_ЗАДАНИЕ_
Замените «village house» на «farmhouse» в строках начиная с той, где есть «Tell me — is the brown», и заканчивая той, где есть «156, 192, 177]]». Выведите эти строки целиком, больше ничего в них не меняя.

_ИСХОДНЫЕ СТРОКИ_
_ _ _ _

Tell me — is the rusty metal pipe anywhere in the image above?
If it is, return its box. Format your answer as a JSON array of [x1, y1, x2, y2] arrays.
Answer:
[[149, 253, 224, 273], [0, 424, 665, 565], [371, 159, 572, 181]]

_ _ _ _

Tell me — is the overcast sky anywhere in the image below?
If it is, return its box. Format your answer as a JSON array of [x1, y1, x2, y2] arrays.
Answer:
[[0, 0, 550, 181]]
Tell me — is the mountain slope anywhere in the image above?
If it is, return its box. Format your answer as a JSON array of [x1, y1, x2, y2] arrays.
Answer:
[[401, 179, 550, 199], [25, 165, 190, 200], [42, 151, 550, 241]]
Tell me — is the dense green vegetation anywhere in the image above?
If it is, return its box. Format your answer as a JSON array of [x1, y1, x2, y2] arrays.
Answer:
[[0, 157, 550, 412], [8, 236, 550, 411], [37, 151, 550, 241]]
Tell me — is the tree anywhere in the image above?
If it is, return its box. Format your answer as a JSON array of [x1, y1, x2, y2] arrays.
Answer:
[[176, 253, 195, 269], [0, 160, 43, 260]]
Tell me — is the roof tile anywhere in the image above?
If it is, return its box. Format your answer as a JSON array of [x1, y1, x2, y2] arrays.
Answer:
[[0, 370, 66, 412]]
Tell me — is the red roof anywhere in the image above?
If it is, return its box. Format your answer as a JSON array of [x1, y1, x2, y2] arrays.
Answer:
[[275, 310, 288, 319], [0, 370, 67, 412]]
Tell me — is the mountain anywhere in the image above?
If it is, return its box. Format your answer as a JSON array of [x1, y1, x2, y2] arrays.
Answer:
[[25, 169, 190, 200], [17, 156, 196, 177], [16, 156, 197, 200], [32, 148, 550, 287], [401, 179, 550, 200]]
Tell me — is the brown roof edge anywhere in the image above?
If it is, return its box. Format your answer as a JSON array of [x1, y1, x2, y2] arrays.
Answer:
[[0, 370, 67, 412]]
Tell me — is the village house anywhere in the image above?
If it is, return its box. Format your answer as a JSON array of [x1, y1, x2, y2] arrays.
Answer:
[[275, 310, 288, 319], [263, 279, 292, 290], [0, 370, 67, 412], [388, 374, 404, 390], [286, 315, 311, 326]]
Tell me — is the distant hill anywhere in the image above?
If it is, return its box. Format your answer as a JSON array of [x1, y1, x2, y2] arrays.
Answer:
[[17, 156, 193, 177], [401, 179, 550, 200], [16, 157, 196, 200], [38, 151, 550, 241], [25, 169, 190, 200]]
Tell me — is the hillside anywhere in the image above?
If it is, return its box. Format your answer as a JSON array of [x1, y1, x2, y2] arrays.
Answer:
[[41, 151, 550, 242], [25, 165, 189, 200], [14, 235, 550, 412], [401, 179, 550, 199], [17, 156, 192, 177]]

_ _ _ _

_РЕЗУЛЬТАТ_
Tell me — is the brown roof edge anywhere in the image above?
If it is, return its box. Format your answer as a JSON array of [x1, y1, x2, y2] arrays.
Answer:
[[0, 370, 67, 412]]
Tell me — is the farmhouse anywhere in the image above?
If it is, return its box. Format your answer as a JSON array of [x1, y1, x2, y2] arrays.
Answer:
[[275, 310, 288, 319], [263, 279, 292, 290], [0, 370, 67, 412], [388, 374, 404, 390], [286, 315, 311, 326]]
Tell me — is the distant hill anywhere in the image above?
If it is, return its box. Format your answer as a JSON array of [x1, y1, x2, y2] arrays.
Answer:
[[17, 156, 193, 177], [401, 179, 550, 200], [16, 157, 196, 200], [38, 151, 550, 241], [25, 169, 190, 200]]
Tell me — is the hillside anywhere in the image above?
If it is, return its box. Format your answer as a JSON array of [x1, y1, x2, y2] arrays.
Answer:
[[41, 151, 550, 242], [25, 165, 189, 200], [14, 235, 550, 412], [401, 179, 550, 199], [17, 156, 192, 177]]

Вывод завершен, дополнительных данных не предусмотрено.